Remember, even though you feel pressured to do otherwise, that your daughter and her emotions are more important than even a whole year of preschool. She needs to know that you are listening and supportive of her. Trust me, you don't want her to doubt that when she is 12! This support starts now. This is only a season, give her that time.
A couple of thoughts:
1) After listening and hugging her, see if telling her you will pick her up early that day will help adjust her - and do it. When you pick her up, say "How did you like me coming early today, did you miss the playground or was it ok?". Remind her that you keep your word and acknowledge her. You may be surprised what you learn.
2) Go in with her and stay awhile, maybe even leave with her after you play a bit. Afterwards, talk with her about the things in her class you enjoyed. Don't manipulate her by trying to tell her what she should have enjoyed and therefore should have wanted to stay (yes, we all do it :) ).
3)NEVER RUSH HER!!!! This the receipe for disaster. Be late, for gosh sakes, she is 3 :)!
4)When things get tough, keep her out for a day. Don't wait until the melt down happens at drop-off. Get in step with her and know if it is coming. When you do you know it is coming, prevent the melt down and reverse the day by saying: "Wow, I think you and I need to spend the morning instead of going to school. Will you be ok with that - I know you may miss xxxxx?" Try not to do it back to back days, but give her the opportunity to be heard.
5) She also may not be feeling well, even if she seems to be fine later. Right now, everyones immune is a bit activated. You may do some natural support (like cod liver oil or others) to help her get to top condition.
From another mom of a previously hesitant preschooler and a floortime play therapy trained mom - J.

> Questions:
- a) Give the first sentence of each numbered tip in the preschool advice post, in order.
- b) From the preschool advice post, extract the words starting at "4)When things get" and stopping after "to top condition.".

Point-per-instance localization data
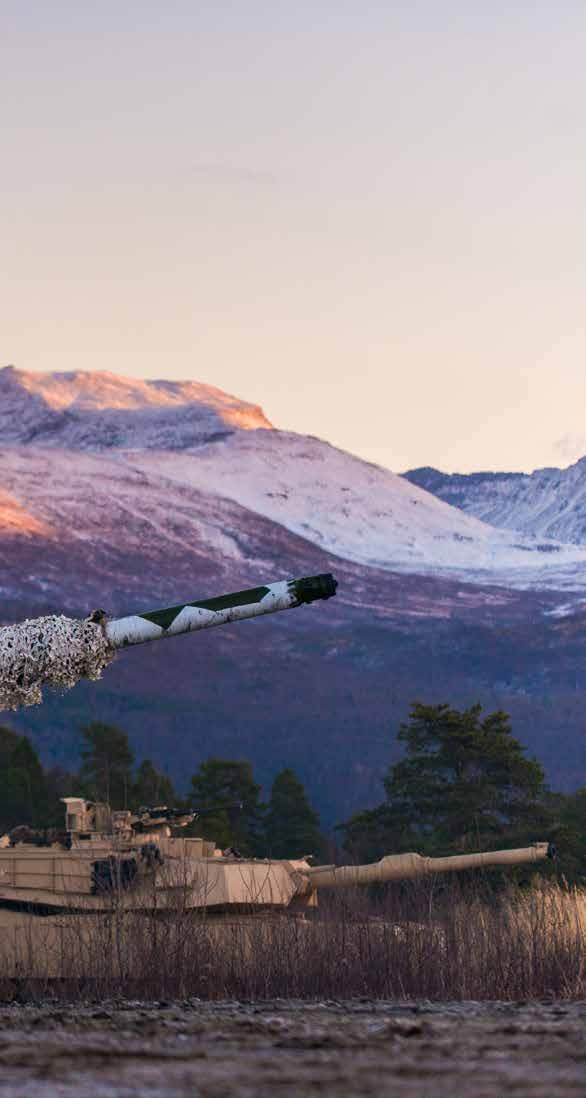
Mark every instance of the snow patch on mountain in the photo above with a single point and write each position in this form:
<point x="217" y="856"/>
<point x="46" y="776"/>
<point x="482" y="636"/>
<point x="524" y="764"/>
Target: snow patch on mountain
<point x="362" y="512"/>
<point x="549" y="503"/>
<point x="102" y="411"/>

==

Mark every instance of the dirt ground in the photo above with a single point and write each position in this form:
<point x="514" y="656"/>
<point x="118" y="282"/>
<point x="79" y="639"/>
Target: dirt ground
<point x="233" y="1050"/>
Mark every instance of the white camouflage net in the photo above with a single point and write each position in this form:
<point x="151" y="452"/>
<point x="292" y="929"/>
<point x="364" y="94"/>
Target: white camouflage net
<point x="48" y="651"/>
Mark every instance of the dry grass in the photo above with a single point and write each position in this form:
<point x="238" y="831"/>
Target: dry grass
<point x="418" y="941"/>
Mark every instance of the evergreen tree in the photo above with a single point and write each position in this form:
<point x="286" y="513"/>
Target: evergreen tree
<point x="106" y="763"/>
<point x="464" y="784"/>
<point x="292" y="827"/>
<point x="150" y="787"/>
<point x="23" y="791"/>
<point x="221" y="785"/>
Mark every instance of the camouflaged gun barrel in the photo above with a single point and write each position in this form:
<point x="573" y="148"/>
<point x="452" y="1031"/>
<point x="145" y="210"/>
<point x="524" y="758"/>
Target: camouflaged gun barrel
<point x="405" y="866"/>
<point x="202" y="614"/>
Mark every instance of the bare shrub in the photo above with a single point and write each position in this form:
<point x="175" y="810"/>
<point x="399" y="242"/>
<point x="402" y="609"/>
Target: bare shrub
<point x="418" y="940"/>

==

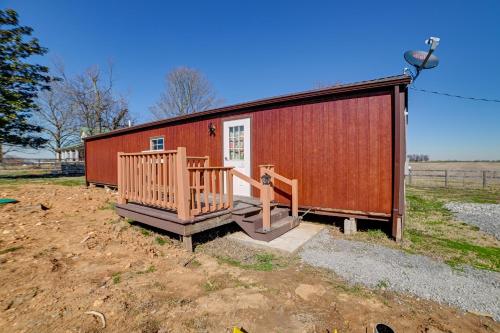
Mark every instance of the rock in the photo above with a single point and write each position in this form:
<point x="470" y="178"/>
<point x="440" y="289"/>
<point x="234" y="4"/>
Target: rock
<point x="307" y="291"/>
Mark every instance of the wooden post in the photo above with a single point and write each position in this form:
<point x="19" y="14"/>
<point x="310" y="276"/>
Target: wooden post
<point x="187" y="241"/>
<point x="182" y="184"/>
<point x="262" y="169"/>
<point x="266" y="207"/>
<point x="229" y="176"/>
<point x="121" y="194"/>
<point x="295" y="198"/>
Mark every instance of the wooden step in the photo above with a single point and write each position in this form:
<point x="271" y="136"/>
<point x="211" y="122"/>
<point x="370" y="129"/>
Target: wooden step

> Replies:
- a)
1. After listening and hugging her, see if telling her you will pick her up early that day will help adjust her - and do it.
2. Go in with her and stay awhile, maybe even leave with her after you play a bit.
3. NEVER RUSH HER!!!!
4. When things get tough, keep her out for a day.
5. She also may not be feeling well, even if she seems to be fine later.

- b)
4)When things get tough, keep her out for a day. Don't wait until the melt down happens at drop-off. Get in step with her and know if it is coming. When you do you know it is coming, prevent the melt down and reverse the day by saying: "Wow, I think you and I need to spend the morning instead of going to school. Will you be ok with that - I know you may miss xxxxx?" Try not to do it back to back days, but give her the opportunity to be heard.
5) She also may not be feeling well, even if she seems to be fine later. Right now, everyones immune is a bit activated. You may do some natural support (like cod liver oil or others) to help her get to top condition.